**Document excerpt**.
*** Block opens ***
Films and television
- Short film(s): Class of '09: Give Me a Fry (2023); Class of '09: The Anime (2024); Class of '09: Kicked Out (2025); Class of '09: Lunch Table Beats (2026);

Games
- Video game(s): Class of '09 (2020/2021); Class of '09: The Re-Up (2023); Class of '09: The Flip Side (2024); Class of '09: Puzzle Showdown (2026);

Miscellaneous
- Publisher: Wrath Club
- Developer: Max "SBN3" Field
- Platforms: Windows macOS Linux itch.io

= Class of '09 (franchise) =

Visual novel video game series

Class of '09 is an American comedic video game series consisting of three visual novels and a puzzle video game. The series was developed and written by Max "SBN3" Field, who also voices several of the male characters, and published by Wrath Club for personal computers. Field has marketed the first installment as an "anti-visual novel", a "rejection sim", and an "interactive sitcom". The visual novels follow high school students Nicole (voiced by Elsie Lovelock) and Jecka (voiced by Kayli Mills), who quickly become friends, collaborating on various unethical schemes or attempts to bully, manipulate, and undermine their peers. Both characters live in a fictionalized version of Springfield, Virginia, and regularly travel to the surrounding Washington metropolitan area. The first three installments in the series are set between the fall of 2007 and the Summer of 2009.
*** Block closes ***
Point-per-instance localization lines:
*** Block opens ***
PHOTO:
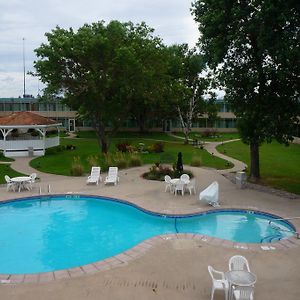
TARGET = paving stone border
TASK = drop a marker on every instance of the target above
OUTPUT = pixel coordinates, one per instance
(263, 188)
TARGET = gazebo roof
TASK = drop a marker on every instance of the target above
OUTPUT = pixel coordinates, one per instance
(26, 118)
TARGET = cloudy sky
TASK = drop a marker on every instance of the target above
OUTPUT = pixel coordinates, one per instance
(30, 19)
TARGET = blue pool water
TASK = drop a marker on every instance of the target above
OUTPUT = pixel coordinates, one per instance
(47, 234)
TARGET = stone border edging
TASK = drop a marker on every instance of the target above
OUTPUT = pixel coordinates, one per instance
(140, 249)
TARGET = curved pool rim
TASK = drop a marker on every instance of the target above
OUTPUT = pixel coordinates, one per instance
(143, 247)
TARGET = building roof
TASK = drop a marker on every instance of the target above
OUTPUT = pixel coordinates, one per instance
(25, 118)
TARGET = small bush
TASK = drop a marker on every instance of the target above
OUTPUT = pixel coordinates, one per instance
(93, 160)
(55, 150)
(77, 167)
(70, 147)
(159, 173)
(124, 147)
(135, 161)
(120, 161)
(196, 162)
(158, 147)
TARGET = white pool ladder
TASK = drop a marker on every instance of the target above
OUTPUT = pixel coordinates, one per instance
(297, 234)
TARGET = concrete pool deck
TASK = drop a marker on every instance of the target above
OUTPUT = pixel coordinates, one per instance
(170, 268)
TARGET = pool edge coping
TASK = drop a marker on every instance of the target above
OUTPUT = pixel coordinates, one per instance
(140, 249)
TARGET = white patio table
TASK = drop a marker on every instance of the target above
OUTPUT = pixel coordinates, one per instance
(239, 278)
(174, 181)
(21, 181)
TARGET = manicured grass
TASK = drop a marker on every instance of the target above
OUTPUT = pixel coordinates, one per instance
(130, 135)
(279, 164)
(3, 158)
(60, 163)
(222, 136)
(5, 169)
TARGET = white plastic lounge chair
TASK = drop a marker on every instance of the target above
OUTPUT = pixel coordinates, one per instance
(9, 184)
(28, 184)
(179, 186)
(112, 176)
(185, 178)
(95, 176)
(219, 283)
(243, 292)
(238, 263)
(191, 187)
(168, 184)
(211, 194)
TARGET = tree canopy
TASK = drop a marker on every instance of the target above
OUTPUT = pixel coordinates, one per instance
(101, 70)
(253, 47)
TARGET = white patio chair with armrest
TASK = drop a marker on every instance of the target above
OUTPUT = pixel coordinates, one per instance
(168, 183)
(112, 176)
(95, 176)
(191, 186)
(243, 292)
(9, 184)
(238, 263)
(218, 282)
(211, 194)
(28, 184)
(179, 187)
(185, 178)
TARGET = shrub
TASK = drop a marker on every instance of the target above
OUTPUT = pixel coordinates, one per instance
(135, 161)
(77, 167)
(196, 162)
(124, 147)
(55, 149)
(158, 147)
(159, 173)
(120, 161)
(93, 160)
(70, 147)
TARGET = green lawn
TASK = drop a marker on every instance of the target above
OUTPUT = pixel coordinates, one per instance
(60, 163)
(131, 135)
(222, 136)
(279, 165)
(5, 169)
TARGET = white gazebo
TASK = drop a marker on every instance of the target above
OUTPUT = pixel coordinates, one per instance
(24, 134)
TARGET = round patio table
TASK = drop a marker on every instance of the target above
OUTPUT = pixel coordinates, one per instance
(239, 278)
(20, 181)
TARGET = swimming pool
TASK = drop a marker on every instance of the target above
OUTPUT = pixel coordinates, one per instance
(60, 232)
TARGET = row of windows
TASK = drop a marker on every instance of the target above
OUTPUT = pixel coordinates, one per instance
(17, 104)
(33, 106)
(202, 123)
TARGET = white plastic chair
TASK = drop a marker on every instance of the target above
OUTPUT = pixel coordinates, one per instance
(191, 187)
(9, 184)
(185, 178)
(168, 183)
(28, 184)
(95, 176)
(238, 263)
(211, 194)
(112, 176)
(243, 292)
(179, 187)
(219, 283)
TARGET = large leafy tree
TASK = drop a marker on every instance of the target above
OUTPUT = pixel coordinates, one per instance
(99, 70)
(253, 46)
(187, 85)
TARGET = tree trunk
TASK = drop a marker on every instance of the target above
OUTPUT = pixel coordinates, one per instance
(102, 138)
(254, 164)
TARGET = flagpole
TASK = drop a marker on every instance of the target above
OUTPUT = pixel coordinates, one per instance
(24, 84)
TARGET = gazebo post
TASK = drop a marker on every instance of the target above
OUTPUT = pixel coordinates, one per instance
(5, 132)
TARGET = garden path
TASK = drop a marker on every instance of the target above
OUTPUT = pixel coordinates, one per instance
(211, 148)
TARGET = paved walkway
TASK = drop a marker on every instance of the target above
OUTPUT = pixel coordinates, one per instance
(173, 269)
(211, 148)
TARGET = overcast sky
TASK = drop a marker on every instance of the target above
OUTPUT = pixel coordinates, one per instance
(30, 19)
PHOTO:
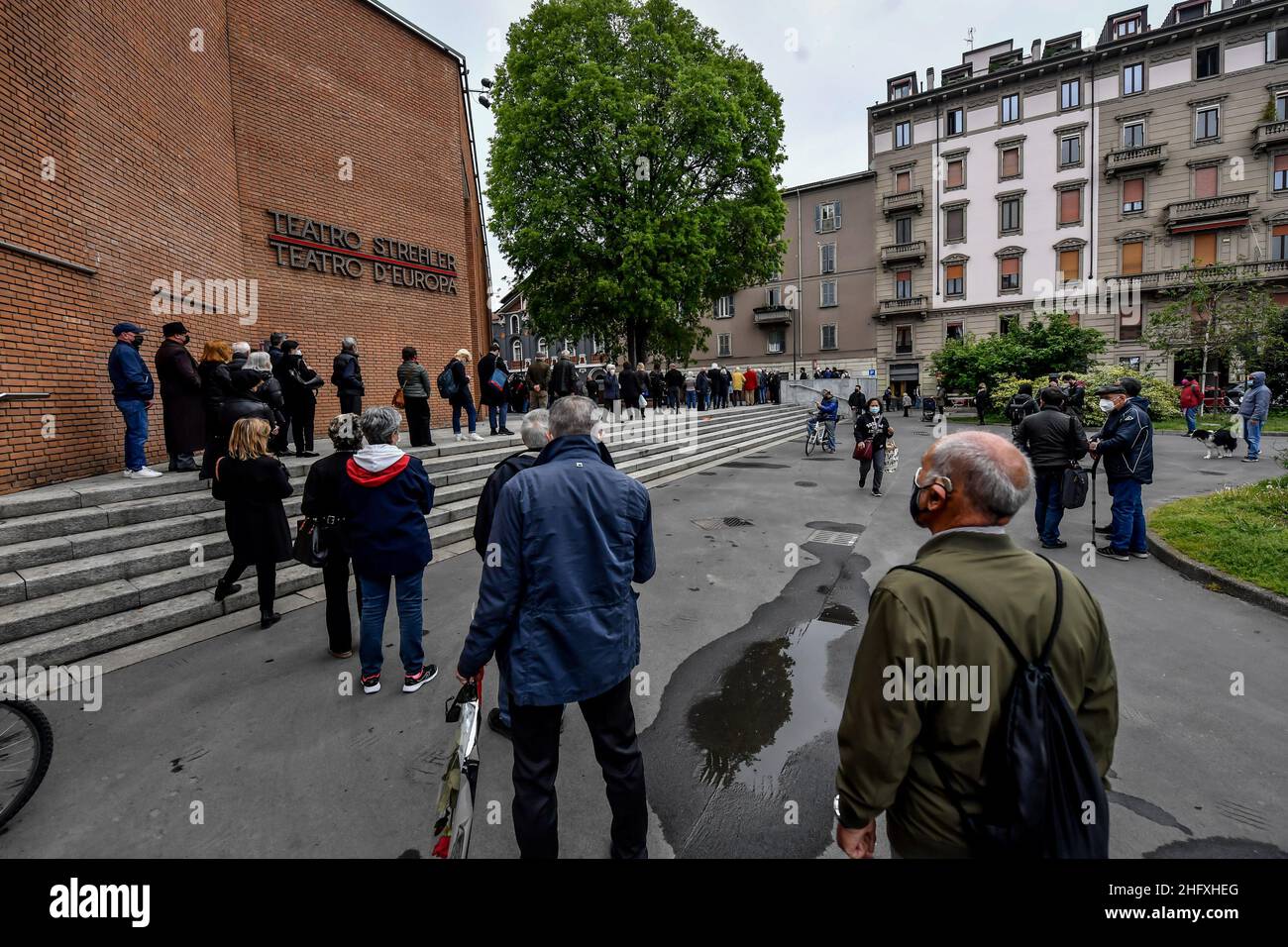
*** Block closes ***
**Tasks**.
A) Translate this sentence from the Class of '09 article into Spanish: "Both characters live in a fictionalized version of Springfield, Virginia, and regularly travel to the surrounding Washington metropolitan area."
B) Write what comes next in the Class of '09 article, starting after its final sentence.
None of the work here requires the lines.

**Answers for each item**.
A) Ambos personajes viven en una versión ficticia de Springfield, Virginia, y viajan con regularidad al área metropolitana de Washington que la rodea.

B)
The first game, Class of '09, was released as freeware on itch.io on October 8, 2020, followed by a commercial release for Linux, macOS, and Windows on June 10, 2021. Class of '09: The Re-Up was released on June 1, 2023, and Class of '09: The Flip Side on September 23, 2024. A fourth game, Class of '09: Puzzle Showdown, was announced on June 12, 2026, with a release date of July 17, 2026; it departs from the visual novel format in favor of story-based puzzle gameplay.

The first two games received generally positive reviews from the independent outlets that covered them, with praise directed at their voice acting and comedic writing; The Flip Side received a more negative critical response. The series has also produced several animated shorts.

== Gameplay ==

Gameplay of Class of '09: The Re-Up. The protagonist, Nicole, confronts a guidance counselor over his behavior toward students.

The visual novels consist primarily of voiced dialogue interspersed with narrative choices, which the player selects through pop-up text messages on an on-screen mobile phone: a T-Mobile Sidekick in the first two games and a Motorola Razr in the third. Every line of dialogue in the trilogy is voice-acted, which reviewers have noted is uncommon for visual novels, particularly those produced in English.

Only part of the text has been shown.